OBJECTIVE>
Render every line of the rows below as a JSON list of strings, one string per line, and omit any blank lines.

DATA EXTRACT>
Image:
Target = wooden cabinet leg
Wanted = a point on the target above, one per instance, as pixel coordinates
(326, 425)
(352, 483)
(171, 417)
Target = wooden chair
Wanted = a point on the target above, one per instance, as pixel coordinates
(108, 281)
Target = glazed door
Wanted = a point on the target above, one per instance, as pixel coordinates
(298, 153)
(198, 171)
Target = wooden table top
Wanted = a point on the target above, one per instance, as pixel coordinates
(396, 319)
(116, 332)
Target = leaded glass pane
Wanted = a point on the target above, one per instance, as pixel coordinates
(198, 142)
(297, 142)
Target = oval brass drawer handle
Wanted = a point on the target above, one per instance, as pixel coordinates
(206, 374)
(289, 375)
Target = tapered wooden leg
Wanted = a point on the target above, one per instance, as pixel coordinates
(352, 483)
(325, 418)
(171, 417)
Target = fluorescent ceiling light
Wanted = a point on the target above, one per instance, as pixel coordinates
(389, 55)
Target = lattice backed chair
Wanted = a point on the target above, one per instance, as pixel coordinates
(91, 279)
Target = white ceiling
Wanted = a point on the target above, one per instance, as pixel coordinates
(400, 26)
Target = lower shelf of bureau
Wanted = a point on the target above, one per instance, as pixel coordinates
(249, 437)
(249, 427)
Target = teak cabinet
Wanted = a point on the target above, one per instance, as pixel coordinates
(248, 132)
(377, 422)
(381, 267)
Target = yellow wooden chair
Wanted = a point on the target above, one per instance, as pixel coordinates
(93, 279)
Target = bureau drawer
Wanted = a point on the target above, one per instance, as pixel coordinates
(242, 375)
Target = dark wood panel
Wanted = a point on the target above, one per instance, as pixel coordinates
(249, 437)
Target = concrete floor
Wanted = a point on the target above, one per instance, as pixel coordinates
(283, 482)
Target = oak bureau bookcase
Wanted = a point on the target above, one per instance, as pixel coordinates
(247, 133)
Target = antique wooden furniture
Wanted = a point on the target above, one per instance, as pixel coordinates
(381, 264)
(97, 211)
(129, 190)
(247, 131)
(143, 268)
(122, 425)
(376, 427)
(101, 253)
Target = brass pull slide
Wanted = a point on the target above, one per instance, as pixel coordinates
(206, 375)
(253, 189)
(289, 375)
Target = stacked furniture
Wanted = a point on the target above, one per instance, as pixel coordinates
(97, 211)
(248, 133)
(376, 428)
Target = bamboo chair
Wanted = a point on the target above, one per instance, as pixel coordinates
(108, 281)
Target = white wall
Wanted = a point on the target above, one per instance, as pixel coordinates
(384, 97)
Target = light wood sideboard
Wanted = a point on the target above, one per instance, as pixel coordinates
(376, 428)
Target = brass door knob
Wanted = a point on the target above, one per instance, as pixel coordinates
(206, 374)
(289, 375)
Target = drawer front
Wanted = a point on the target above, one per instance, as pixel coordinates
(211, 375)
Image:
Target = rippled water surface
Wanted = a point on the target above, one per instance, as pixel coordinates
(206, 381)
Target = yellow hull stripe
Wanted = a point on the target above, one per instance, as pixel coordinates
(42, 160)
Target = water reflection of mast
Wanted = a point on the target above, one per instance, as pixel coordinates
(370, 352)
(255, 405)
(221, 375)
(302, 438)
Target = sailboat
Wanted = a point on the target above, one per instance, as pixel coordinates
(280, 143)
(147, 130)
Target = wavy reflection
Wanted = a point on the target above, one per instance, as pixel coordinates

FINAL RESULT>
[
  "Image:",
  "Target = wooden cabinet leg",
  "Wanted = a point on the target above, one per instance, as pixel coordinates",
  "(326, 425)",
  "(352, 483)",
  "(171, 417)",
  "Target = wooden chair",
  "Wanted = a point on the target above, one per instance, as pixel coordinates",
  "(108, 281)",
  "Target = glazed door",
  "Wanted = a point on the target above, one per instance, as pixel coordinates",
  "(298, 153)",
  "(198, 171)",
  "Target = wooden table top",
  "Wanted = a point on the target above, one per instance, as pixel coordinates",
  "(396, 319)",
  "(116, 332)",
  "Target = leaded glass pane",
  "Wanted = a point on the target above, one per instance, as pixel coordinates",
  "(198, 142)",
  "(297, 142)",
  "Target = oval brass drawer handle",
  "Wanted = a point on the target above, one per instance, as pixel coordinates",
  "(206, 374)",
  "(289, 375)",
  "Target = tapered wooden leg",
  "Wanted = a point on the target above, one per instance, as pixel coordinates",
  "(352, 483)",
  "(325, 418)",
  "(171, 417)",
  "Target = fluorescent ceiling light",
  "Wanted = a point on the target above, one per instance, as pixel coordinates",
  "(389, 55)",
  "Target = lattice backed chair",
  "Wanted = a point on the target above, one per instance, as pixel coordinates",
  "(91, 279)",
  "Target = white ceiling",
  "Wanted = a point on the target above, one per instance, as pixel coordinates",
  "(400, 26)",
  "Target = lower shelf of bureau",
  "Wanted = a point on the target above, one per instance, as pixel coordinates",
  "(249, 437)",
  "(249, 427)",
  "Target = teak cabinet",
  "Wanted = a point on the target above, one per instance, as pixel coordinates",
  "(248, 132)",
  "(377, 422)",
  "(381, 267)",
  "Target = yellow wooden chair",
  "Wanted = a point on the target above, one per instance, as pixel coordinates",
  "(93, 279)",
  "Target = bureau drawer",
  "Wanted = a point on the target above, one per instance, as pixel coordinates",
  "(242, 375)",
  "Target = dark wood panel",
  "Wanted = a point on the target above, one per instance, as pixel coordinates",
  "(249, 437)",
  "Target = concrete floor",
  "Wanted = a point on the target above, one per instance, as pixel coordinates",
  "(283, 482)",
  "Target = oak bureau bookcase",
  "Wanted = a point on the target above, one per instance, as pixel coordinates",
  "(247, 133)",
  "Target = antique wooden furniture",
  "Wanted = a point on the target above, one per instance, as pixel coordinates",
  "(381, 264)",
  "(97, 211)",
  "(129, 190)",
  "(247, 131)",
  "(143, 268)",
  "(122, 425)",
  "(376, 427)",
  "(101, 253)",
  "Target = brass pull slide",
  "Wanted = a point on the target above, one per instance, as pixel coordinates",
  "(206, 375)",
  "(253, 189)",
  "(289, 375)",
  "Target = stacked furniture",
  "Wanted = a point on the target above, one per instance, as pixel coordinates",
  "(97, 211)",
  "(248, 133)",
  "(376, 428)",
  "Target = bamboo chair",
  "Wanted = a point on the target above, one per instance, as pixel coordinates",
  "(108, 281)",
  "Target = white wall",
  "Wanted = a point on the target above, one per instance, as pixel coordinates",
  "(384, 97)",
  "Target = light wood sideboard",
  "Wanted = a point on the target above, one per instance, as pixel coordinates",
  "(376, 428)",
  "Target = brass door knob",
  "Wanted = a point on the target above, one per instance, as pixel coordinates",
  "(206, 374)",
  "(289, 375)",
  "Target = drawer front",
  "Wanted = a point on the target above, one per instance, as pixel coordinates",
  "(211, 375)",
  "Image:",
  "Target = rippled water surface",
  "Wanted = a point on the target above, one per instance, as pixel coordinates",
  "(206, 381)",
  "Target = yellow hull stripe",
  "Wanted = a point on the target above, one per instance, as pixel coordinates",
  "(42, 160)",
  "Target = water reflection of mast",
  "Wanted = a point on the target above, one per instance, as pixel coordinates",
  "(370, 352)",
  "(255, 405)",
  "(221, 375)",
  "(302, 438)",
  "Target = sailboat",
  "Wanted = a point on the target above, one per instance, as pixel coordinates",
  "(280, 143)",
  "(147, 130)",
  "Target = wavy reflection",
  "Wanted = a point on the target above, one per instance, as pixel coordinates"
]